Page excerpt:
Parsing a SOAP response in Python

Parsing a SOAP response in Python - python

I'm trying to parse a SOAP response from a server. I'm 100% new to SOAP and pretty new to communicating using HTTP/HTTPS. I'm using Python 2.7 on Ubuntu 12.04.
It looks like SOAP is very much like XML. However, I seem to be unable to parse it as such. I've tried to use ElementTree but keep getting errors. From searches I've been able to conclude that there may be issues with the SOAP tags. (I could be way off here...let me know if I am.)
So, here is an example of the SOAP message I have and what I'm trying to do to parse it (this is an actual server response from Link Point Gateway, in case that's relevant).
import xml.etree.ElementTree as ET
soap_string = '<SOAP-ENV:Envelope xmlns:SOAP-ENV="http://schemas.xmlsoap.org/soap/envelope/"><SOAP-ENV:Body><fdggwsapi:FDGGWSApiOrderResponse xmlns:fdggwsapi="http://secure.linkpt.net/fdggwsapi/schemas_us/fdggwsapi"><fdggwsapi:CommercialServiceProvider/><fdggwsapi:TransactionTime>Wed Jul 25 10:26:40 2012</fdggwsapi:TransactionTime><fdggwsapi:TransactionID/><fdggwsapi:ProcessorReferenceNumber/><fdggwsapi:ProcessorResponseMessage/><fdggwsapi:ErrorMessage>SGS-002303: Invalid credit card number.</fdggwsapi:ErrorMessage><fdggwsapi:OrderId>1</fdggwsapi:OrderId><fdggwsapi:ApprovalCode/><fdggwsapi:AVSResponse/><fdggwsapi:TDate/><fdggwsapi:TransactionResult>FAILED</fdggwsapi:TransactionResult><fdggwsapi:ProcessorResponseCode/><fdggwsapi:ProcessorApprovalCode/><fdggwsapi:CalculatedTax/><fdggwsapi:CalculatedShipping/><fdggwsapi:TransactionScore/><fdggwsapi:FraudAction/><fdggwsapi:AuthenticationResponseCode/></fdggwsapi:FDGGWSApiOrderResponse></SOAP-ENV:Body></SOAP-ENV:Envelope>'
targetTree = ET.fromstring(soap_string)
This yields the following error:
unbound prefix: line 1, column 0
From another stackoverflow post I've concluded that SOAP-ENV:Body may be causing a namespace problem. (I could be wrong.)

The task: Copy out the post above on parsing a SOAP response in Python, in full and word for word.

Provided records:
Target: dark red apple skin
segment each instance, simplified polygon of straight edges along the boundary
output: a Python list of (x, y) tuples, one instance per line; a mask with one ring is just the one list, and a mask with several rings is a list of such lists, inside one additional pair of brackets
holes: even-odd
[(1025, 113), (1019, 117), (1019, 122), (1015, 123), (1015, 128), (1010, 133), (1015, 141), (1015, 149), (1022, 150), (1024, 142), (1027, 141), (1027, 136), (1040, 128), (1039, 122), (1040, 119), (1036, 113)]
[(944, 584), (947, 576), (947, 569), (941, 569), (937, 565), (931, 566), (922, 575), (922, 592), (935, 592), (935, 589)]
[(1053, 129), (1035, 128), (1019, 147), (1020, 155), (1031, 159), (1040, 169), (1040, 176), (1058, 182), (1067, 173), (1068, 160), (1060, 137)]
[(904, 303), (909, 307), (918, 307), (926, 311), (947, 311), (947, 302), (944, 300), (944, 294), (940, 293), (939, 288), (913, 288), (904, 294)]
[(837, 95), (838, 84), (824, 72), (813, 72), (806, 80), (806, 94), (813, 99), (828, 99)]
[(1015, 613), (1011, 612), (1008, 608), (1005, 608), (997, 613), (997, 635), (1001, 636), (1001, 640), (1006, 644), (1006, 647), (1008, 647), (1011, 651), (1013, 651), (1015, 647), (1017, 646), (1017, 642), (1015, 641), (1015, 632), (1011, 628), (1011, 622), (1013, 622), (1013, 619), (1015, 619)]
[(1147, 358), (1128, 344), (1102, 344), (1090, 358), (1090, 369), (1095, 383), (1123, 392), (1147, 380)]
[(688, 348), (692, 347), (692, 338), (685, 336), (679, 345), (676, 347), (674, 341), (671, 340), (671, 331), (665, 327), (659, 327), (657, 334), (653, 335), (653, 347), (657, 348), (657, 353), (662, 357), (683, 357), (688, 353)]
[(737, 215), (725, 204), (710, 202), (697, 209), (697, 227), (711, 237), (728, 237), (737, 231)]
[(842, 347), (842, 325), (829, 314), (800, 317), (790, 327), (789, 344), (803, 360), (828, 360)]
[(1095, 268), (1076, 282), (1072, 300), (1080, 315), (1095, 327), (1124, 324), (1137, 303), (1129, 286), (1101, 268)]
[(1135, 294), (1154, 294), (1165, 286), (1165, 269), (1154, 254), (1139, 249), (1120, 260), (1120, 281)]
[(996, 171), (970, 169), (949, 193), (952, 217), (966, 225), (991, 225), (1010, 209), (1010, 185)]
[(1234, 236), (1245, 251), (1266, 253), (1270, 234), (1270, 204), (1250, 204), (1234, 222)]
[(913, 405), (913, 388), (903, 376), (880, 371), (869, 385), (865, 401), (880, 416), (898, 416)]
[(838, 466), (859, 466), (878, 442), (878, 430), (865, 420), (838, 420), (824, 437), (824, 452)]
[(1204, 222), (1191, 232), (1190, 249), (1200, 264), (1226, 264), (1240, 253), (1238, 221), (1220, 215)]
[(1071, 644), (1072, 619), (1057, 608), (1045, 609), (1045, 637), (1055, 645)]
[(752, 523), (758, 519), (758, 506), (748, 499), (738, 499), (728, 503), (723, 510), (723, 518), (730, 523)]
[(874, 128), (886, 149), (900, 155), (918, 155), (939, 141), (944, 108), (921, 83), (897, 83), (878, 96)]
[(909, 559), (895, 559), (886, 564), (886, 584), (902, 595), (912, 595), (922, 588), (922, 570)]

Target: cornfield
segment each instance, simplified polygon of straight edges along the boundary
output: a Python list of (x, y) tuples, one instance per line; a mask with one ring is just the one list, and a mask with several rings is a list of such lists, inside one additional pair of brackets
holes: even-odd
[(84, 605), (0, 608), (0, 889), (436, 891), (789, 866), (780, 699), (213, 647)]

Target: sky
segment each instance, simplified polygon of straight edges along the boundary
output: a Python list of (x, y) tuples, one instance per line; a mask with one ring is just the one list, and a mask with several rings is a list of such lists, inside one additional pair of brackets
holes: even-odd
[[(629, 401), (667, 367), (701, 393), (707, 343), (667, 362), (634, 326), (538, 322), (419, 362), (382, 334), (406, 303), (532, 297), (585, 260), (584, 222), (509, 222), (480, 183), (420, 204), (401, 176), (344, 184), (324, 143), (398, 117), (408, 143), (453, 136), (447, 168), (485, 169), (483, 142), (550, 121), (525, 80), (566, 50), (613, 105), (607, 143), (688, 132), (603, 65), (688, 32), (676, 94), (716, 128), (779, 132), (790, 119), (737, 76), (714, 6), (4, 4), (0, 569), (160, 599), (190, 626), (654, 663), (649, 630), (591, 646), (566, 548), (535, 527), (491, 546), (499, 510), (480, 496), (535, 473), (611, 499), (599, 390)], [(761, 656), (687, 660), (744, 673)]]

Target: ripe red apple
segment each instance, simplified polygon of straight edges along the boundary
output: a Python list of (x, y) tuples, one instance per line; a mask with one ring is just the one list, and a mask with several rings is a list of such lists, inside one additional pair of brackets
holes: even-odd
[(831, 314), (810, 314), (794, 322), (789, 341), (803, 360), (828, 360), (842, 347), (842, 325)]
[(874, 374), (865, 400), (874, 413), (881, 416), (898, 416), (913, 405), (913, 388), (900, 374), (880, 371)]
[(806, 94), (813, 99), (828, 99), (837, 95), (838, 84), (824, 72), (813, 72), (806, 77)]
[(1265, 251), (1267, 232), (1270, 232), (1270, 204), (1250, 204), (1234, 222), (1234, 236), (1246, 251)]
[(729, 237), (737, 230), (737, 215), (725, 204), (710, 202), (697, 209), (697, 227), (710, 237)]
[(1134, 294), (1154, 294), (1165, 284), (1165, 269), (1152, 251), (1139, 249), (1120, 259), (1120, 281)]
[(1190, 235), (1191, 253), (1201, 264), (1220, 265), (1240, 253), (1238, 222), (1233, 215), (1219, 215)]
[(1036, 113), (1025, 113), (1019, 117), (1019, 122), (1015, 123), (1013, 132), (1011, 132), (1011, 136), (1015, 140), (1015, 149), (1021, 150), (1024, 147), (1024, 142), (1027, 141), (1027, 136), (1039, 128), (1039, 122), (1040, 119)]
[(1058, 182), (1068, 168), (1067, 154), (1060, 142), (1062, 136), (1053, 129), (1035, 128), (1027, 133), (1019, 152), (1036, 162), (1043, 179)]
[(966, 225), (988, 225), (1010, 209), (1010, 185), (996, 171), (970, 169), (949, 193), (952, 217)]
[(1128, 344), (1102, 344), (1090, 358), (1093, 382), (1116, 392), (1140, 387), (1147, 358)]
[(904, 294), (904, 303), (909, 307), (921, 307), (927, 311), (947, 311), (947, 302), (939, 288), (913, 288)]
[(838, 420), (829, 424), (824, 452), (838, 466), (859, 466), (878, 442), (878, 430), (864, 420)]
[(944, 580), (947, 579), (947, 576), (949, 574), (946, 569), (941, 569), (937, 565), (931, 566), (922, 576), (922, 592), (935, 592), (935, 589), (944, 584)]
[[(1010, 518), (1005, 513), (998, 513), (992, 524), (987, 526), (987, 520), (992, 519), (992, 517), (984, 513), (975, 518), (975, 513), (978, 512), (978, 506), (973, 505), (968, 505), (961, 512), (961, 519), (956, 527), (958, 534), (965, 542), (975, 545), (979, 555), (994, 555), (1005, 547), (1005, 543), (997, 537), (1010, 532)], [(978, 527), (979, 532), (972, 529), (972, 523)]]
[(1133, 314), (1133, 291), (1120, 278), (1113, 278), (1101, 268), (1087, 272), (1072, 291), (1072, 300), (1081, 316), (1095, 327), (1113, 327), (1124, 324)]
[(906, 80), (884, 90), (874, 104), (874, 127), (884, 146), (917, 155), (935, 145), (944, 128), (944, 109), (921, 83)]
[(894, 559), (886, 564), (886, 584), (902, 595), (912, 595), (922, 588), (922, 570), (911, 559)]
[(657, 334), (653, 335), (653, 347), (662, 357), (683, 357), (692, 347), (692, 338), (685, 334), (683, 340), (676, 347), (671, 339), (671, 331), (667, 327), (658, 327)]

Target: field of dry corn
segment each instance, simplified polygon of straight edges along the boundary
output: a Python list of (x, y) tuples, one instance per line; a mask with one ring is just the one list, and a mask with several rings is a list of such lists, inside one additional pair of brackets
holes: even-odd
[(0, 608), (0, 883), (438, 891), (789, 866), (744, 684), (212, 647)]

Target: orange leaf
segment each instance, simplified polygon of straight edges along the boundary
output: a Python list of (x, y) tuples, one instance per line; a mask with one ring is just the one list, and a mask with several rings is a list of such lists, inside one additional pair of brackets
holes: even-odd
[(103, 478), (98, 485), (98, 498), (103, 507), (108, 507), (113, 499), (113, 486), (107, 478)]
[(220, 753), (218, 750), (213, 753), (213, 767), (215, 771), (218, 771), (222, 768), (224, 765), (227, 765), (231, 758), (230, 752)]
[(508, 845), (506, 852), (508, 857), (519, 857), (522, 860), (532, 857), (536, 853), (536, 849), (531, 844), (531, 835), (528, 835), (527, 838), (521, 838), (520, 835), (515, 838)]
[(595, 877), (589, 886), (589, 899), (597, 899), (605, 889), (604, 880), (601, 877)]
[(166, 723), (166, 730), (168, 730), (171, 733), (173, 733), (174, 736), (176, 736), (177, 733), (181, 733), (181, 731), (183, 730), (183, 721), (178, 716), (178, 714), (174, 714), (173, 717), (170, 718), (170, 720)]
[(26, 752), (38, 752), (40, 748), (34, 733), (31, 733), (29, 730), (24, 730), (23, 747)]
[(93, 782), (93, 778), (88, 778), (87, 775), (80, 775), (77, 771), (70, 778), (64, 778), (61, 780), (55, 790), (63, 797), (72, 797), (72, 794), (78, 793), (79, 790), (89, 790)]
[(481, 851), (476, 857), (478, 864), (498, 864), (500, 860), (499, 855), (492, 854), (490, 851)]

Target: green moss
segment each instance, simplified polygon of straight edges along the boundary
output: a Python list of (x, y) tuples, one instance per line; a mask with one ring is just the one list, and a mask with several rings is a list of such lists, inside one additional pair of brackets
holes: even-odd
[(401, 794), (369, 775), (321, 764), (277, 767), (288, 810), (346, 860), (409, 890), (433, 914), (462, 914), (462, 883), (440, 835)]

Response to the exercise:
Parsing a SOAP response in Python

Parsing a SOAP response in Python - python

I'm trying to parse a SOAP response from a server. I'm 100% new to SOAP and pretty new to communicating using HTTP/HTTPS. I'm using Python 2.7 on Ubuntu 12.04.
It looks like SOAP is very much like XML. However, I seem to be unable to parse it as such. I've tried to use ElementTree but keep getting errors. From searches I've been able to conclude that there may be issues with the SOAP tags. (I could be way off here...let me know if I am.)
So, here is an example of the SOAP message I have and what I'm trying to do to parse it (this is an actual server response from Link Point Gateway, in case that's relevant).
import xml.etree.ElementTree as ET
soap_string = '<SOAP-ENV:Envelope xmlns:SOAP-ENV="http://schemas.xmlsoap.org/soap/envelope/"><SOAP-ENV:Body><fdggwsapi:FDGGWSApiOrderResponse xmlns:fdggwsapi="http://secure.linkpt.net/fdggwsapi/schemas_us/fdggwsapi"><fdggwsapi:CommercialServiceProvider/><fdggwsapi:TransactionTime>Wed Jul 25 10:26:40 2012</fdggwsapi:TransactionTime><fdggwsapi:TransactionID/><fdggwsapi:ProcessorReferenceNumber/><fdggwsapi:ProcessorResponseMessage/><fdggwsapi:ErrorMessage>SGS-002303: Invalid credit card number.</fdggwsapi:ErrorMessage><fdggwsapi:OrderId>1</fdggwsapi:OrderId><fdggwsapi:ApprovalCode/><fdggwsapi:AVSResponse/><fdggwsapi:TDate/><fdggwsapi:TransactionResult>FAILED</fdggwsapi:TransactionResult><fdggwsapi:ProcessorResponseCode/><fdggwsapi:ProcessorApprovalCode/><fdggwsapi:CalculatedTax/><fdggwsapi:CalculatedShipping/><fdggwsapi:TransactionScore/><fdggwsapi:FraudAction/><fdggwsapi:AuthenticationResponseCode/></fdggwsapi:FDGGWSApiOrderResponse></SOAP-ENV:Body></SOAP-ENV:Envelope>'
targetTree = ET.fromstring(soap_string)
This yields the following error:
unbound prefix: line 1, column 0
From another stackoverflow post I've concluded that SOAP-ENV:Body may be causing a namespace problem. (I could be wrong.)